§ PASSAGE GIVEN
----------------

Operator: Your next question comes from Carlos Escalante with Wolfe Research.
Carlos Andres E. Escalante: My first question would be around the drilling of Civette. So if I may, could you perhaps detail to us what the exact failure mechanism was? And how do you think that impacts the probability of success at Caracal and Bubale? And the reason I ask this is, I acknowledge that the geology is completely distant from one another, just how you're targeting separate structural prospects. But you were testing a concept, and I think I'm quoting you from prior calls where you were testing something different that had been done since the dawn of Jubilee, the discovery of Jubilee. So wondering how your probability of geological success looks based on that? And if you're going to test anything different in terms of how you approach the targets and whatnot?
Eric Hambly: That's a good question. Thanks, Carlos. So at Civette, we were testing multiple objectives. Going to your last details of your question around the age of the reservoirs we're testing, the Civette, we were fortunate to be able to test multiple objectives, both younger and older than the kind of traditional play in the basin. We did find oil pay in multiple reservoirs, which is what we expected. We did not find oil in quantities to be commercial, which is, of course, disappointing. We will take what we learned from our evaluation program there and assess the future prospectivity on the block. I will say that the 3 prospects that we have planned for this year are all independent, test different age reservoirs. They're fundamentally very different. They do not have any dependence between each other. So what we learned about Civette is important for learning about the prospectivity that remains near Civette, but it doesn't have any implication to the Caracal and Bubale prospects. So we remain just as excited about those prospects as we were before learning anything about Civette. Just a little more color. It's always disappointing to drill a dry hole. It is nice, however, that the model we put together about trying to understand the geology and what's happening held together and that we found sands and we found oil pay. Would have loved to have found enough oil pay to have a commercial discovery. We do have more work to do to understand why we didn't find the oil in quantities that we expected. And that's something that we'll work on as we incorporate all the data we've collected from the well. It's just a little too early to have that -- be able to talk very clearly about it because the work is ongoing, and I don't have an answer yet.
Carlos Andres E. Escalante: Very clear and helpful. And then on my follow-up, so alluding to your opening remarks about how big the Vietnam business could be. And also, I think even Roger would say it back in the day, you think this could be larger than the Eagle Ford as it stands today. It's roughly more than 35,000, 40,000, perhaps BOE per day oil weighted, obviously. But considering that you have -- you'll produce 15,000 or so net to you through LDV and you have the discovery in your hands 4x as large with HSV at least from our vantage point. Putting -- are you selling yourself short or am I missing something here?

----------------

§ DATA PROVIDED
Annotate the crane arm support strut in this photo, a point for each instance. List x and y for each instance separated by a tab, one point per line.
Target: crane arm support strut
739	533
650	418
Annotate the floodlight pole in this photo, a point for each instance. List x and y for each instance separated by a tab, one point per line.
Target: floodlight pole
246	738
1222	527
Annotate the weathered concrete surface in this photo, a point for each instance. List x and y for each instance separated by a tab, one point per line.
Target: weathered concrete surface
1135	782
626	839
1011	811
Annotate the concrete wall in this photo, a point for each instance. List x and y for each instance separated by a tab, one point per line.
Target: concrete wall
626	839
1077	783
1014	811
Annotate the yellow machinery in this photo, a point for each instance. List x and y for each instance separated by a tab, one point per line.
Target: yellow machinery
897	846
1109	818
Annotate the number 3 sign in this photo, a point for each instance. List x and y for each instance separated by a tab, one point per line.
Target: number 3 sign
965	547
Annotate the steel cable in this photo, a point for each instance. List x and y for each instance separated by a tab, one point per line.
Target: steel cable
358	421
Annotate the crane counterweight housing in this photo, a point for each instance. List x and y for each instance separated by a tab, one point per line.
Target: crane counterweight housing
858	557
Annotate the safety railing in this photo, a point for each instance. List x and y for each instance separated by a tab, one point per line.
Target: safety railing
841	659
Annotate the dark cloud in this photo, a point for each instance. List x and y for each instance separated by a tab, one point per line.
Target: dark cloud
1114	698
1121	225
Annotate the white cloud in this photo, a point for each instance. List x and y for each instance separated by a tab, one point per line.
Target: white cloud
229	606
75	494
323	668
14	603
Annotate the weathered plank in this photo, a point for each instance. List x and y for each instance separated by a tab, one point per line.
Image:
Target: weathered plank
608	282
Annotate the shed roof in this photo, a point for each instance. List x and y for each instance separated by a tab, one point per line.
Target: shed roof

----------------

§ TASKS AND EXERCISES
[1] In the transcript, what did Eric Hambly say was found at Civette?
[2] Please retype the part of the transcript that opens with the words containing "Operator: Your next" and closes with "targets and whatnot?".
The entries play no part in this.

§ SOLUTIONS IN ORDER
[1] Oil pay was found in multiple reservoirs, but not in quantities to be commercial.

[2]
Operator: Your next question comes from Carlos Escalante with Wolfe Research.
Carlos Andres E. Escalante: My first question would be around the drilling of Civette. So if I may, could you perhaps detail to us what the exact failure mechanism was? And how do you think that impacts the probability of success at Caracal and Bubale? And the reason I ask this is, I acknowledge that the geology is completely distant from one another, just how you're targeting separate structural prospects. But you were testing a concept, and I think I'm quoting you from prior calls where you were testing something different that had been done since the dawn of Jubilee, the discovery of Jubilee. So wondering how your probability of geological success looks based on that? And if you're going to test anything different in terms of how you approach the targets and whatnot?